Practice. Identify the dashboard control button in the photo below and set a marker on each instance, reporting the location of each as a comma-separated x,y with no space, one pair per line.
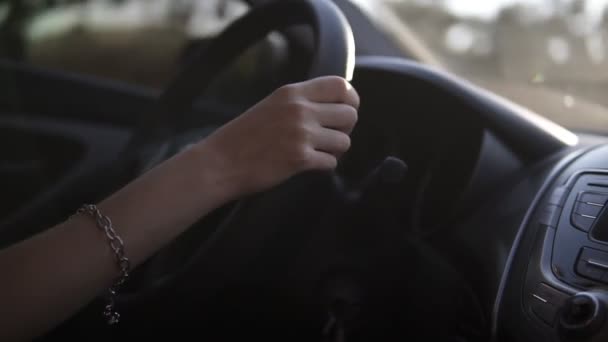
589,271
587,210
550,294
597,198
546,301
592,264
549,215
559,195
581,222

* REQUIRED TASK
Write out all of the material above line by line without any change, leaving out the picture.

* RIGHT ANSWER
Practice. Identify the dashboard control button in the photo below and set a marker on each instance, reporting the location of each as a comma-separated x,y with no space, one pair per line.
589,271
587,210
550,294
597,198
546,301
592,264
549,215
559,195
581,222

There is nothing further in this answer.